Directions: Please retype the records that appear below, exactly and in full.

Exercise input:
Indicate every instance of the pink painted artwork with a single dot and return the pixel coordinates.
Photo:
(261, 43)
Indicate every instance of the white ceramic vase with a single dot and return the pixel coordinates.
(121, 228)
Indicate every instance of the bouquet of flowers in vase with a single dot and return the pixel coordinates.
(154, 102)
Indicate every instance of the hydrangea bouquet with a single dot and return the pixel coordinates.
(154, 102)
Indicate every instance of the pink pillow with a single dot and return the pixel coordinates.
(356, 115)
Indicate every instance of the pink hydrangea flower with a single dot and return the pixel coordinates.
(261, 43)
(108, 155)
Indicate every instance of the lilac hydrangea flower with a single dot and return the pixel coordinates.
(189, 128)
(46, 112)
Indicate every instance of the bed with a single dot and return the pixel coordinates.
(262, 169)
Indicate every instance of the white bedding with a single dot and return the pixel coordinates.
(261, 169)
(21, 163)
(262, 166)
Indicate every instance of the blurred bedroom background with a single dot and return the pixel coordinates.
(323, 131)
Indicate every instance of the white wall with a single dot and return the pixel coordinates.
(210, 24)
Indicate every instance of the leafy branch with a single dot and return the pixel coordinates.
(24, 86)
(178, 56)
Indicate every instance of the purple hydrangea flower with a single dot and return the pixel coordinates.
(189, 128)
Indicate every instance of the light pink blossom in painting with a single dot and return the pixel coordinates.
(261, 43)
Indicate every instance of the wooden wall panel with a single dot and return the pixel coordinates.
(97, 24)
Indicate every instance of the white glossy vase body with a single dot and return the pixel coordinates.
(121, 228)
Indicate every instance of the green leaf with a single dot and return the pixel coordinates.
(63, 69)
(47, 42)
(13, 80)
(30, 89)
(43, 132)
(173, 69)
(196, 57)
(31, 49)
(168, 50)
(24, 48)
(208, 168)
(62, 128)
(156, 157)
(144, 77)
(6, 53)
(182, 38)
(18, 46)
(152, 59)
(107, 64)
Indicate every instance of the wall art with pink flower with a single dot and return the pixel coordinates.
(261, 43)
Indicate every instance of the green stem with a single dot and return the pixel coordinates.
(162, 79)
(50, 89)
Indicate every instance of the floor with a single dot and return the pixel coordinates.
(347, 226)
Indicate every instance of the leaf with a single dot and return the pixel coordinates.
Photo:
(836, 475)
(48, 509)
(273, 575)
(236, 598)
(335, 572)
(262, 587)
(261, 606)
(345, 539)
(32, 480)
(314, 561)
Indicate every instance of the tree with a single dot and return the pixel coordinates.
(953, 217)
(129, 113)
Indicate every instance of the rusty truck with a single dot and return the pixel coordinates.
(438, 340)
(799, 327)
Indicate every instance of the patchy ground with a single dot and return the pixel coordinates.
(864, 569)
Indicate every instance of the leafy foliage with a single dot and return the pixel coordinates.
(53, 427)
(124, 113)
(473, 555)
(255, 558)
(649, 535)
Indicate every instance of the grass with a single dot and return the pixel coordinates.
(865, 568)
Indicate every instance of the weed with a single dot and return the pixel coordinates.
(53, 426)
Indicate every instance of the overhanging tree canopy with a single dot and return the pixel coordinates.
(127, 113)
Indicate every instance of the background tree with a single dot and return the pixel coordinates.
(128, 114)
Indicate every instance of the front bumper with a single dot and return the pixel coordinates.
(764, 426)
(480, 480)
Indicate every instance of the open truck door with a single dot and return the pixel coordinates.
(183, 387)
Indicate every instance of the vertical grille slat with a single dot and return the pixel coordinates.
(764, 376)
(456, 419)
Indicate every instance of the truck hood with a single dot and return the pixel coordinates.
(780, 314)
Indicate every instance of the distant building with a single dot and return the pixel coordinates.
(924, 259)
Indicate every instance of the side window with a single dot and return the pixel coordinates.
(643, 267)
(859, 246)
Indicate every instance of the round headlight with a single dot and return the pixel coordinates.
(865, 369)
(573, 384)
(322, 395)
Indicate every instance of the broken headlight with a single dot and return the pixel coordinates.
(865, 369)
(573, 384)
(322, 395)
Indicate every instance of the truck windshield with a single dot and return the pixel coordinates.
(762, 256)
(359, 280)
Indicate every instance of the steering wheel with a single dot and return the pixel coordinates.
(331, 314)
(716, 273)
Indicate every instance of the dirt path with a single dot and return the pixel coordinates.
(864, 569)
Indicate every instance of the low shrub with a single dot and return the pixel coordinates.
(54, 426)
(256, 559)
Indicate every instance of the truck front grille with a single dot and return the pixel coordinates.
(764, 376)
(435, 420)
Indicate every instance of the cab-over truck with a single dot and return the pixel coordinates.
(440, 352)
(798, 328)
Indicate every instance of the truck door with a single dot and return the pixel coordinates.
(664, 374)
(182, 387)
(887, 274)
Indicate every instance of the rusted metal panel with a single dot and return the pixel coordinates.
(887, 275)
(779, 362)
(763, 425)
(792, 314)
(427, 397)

Answer space:
Indicate every instance of the pink painted artwork with a single dot and return the pixel coordinates.
Photo:
(261, 43)
Indicate every instance of the white ceramic vase with a single dot and return the pixel coordinates.
(121, 228)
Indicate every instance of the bouquet of flowers in vase with a single dot and return the pixel coordinates.
(154, 102)
Indicate every instance of the hydrangea bouquet with a single dot and return the pixel coordinates.
(154, 102)
Indicate every instance of the pink pillow with a single dot and return the pixel coordinates.
(356, 115)
Indicate every instance of the pink hydrangea flower with a single dot and return the pixel coordinates.
(261, 43)
(108, 155)
Indicate every instance of the lilac hydrangea flower with a single dot and return the pixel coordinates.
(189, 128)
(46, 112)
Indicate every instance of the bed with a single dot and return the pixel coordinates.
(262, 169)
Indicate every instance of the white bedding with a single dot and return the pixel coordinates.
(261, 169)
(21, 163)
(262, 166)
Indicate every instance of the blurred bedroom background with a single dot and return the pixel coordinates.
(323, 131)
Indicate every instance of the white wall with a single dot and return the pixel coordinates.
(210, 24)
Indicate every instance of the leafy branch with a single dot and return the pixel coordinates.
(24, 86)
(178, 56)
Indicate every instance of the purple hydrangea flower with a single dot and return the pixel coordinates.
(189, 128)
Indicate every instance of the light pink blossom in painting with a single dot and return the pixel coordinates.
(261, 43)
Indicate every instance of the wooden wall panel with a single dot and return the pixel coordinates.
(97, 24)
Indicate every instance of the white glossy vase body with a single dot and return the pixel coordinates.
(121, 228)
Indicate every instance of the green leaf with a single dot and return the pixel coordinates.
(63, 69)
(47, 42)
(13, 80)
(30, 89)
(43, 132)
(173, 69)
(196, 57)
(31, 49)
(168, 50)
(24, 48)
(208, 168)
(62, 128)
(156, 157)
(144, 77)
(6, 53)
(182, 38)
(18, 46)
(152, 59)
(107, 64)
Indicate every instance of the wall art with pink flower with a single dot and return the pixel coordinates.
(261, 43)
Indicate every instance of the green stem with a single dot and return the pixel coordinates.
(162, 79)
(50, 89)
Indicate every instance of the floor with a single dot and return the pixel coordinates.
(347, 226)
Indicate every instance of the leaf with a single dot and return the pixel coordinates.
Photo:
(836, 475)
(48, 509)
(273, 575)
(236, 598)
(335, 572)
(262, 587)
(261, 606)
(345, 539)
(32, 480)
(314, 561)
Indicate every instance of the tree with a single dot and return the pixel coordinates.
(953, 217)
(129, 113)
Indicate every instance of the rusty truck with a single dot and return the pixel coordinates.
(438, 340)
(799, 327)
Indicate every instance of the patchy ground with a single dot and return the pixel coordinates.
(864, 569)
Indicate every instance of the leafy foliage with a single dot and return the pixel coordinates.
(53, 427)
(124, 113)
(473, 555)
(255, 558)
(649, 535)
Indicate every instance of the grass with a single dot and return the pixel coordinates.
(865, 568)
Indicate every instance of the weed with a single dot and return the pixel coordinates.
(53, 426)
Indicate every instance of the overhanging tree canopy with a single dot and return the pixel coordinates.
(127, 113)
Indicate every instance of the background tree with a single dot and return the pixel coordinates.
(128, 114)
Indicate every instance of the front bumper with a single dot and return the pixel coordinates.
(764, 426)
(480, 480)
Indicate every instance of the open truck door with a single dot and return the pixel coordinates.
(183, 387)
Indicate every instance of the vertical grille slat with a single dot and return the pixel coordinates.
(764, 376)
(456, 419)
Indicate every instance of the truck hood with a single dot and return the pixel coordinates.
(780, 314)
Indicate every instance of the distant building with a single dot and return the pixel coordinates.
(924, 259)
Indicate every instance of the side window with a single dot and return the pixel coordinates.
(643, 267)
(859, 246)
Indicate every instance of the round headlight with a single dot and return the pixel coordinates.
(865, 369)
(573, 384)
(322, 395)
Indicate every instance of the broken headlight with a single dot and return the pixel coordinates.
(865, 369)
(573, 384)
(322, 395)
Indicate every instance of the truck windshield with a single dot and return the pixel coordinates.
(762, 256)
(359, 280)
Indicate every instance of the steering wheel with a single dot and return the pixel coordinates.
(331, 314)
(716, 273)
Indicate every instance of the dirt path with a single dot and return the pixel coordinates.
(864, 569)
Indicate every instance of the low shrub with a single dot and return the pixel coordinates.
(54, 426)
(256, 559)
Indicate every instance of the truck front grille with a single dot and return the pixel coordinates.
(764, 376)
(435, 420)
Indicate every instance of the cab-over truck with a single dot and return the pixel coordinates.
(440, 352)
(798, 328)
Indicate every instance of the truck door with a single dot and return the pixel coordinates.
(664, 374)
(182, 387)
(887, 274)
Indicate every instance of the rusted metal panel with a single dot and return the pixel coordinates.
(887, 275)
(779, 362)
(763, 425)
(792, 314)
(427, 397)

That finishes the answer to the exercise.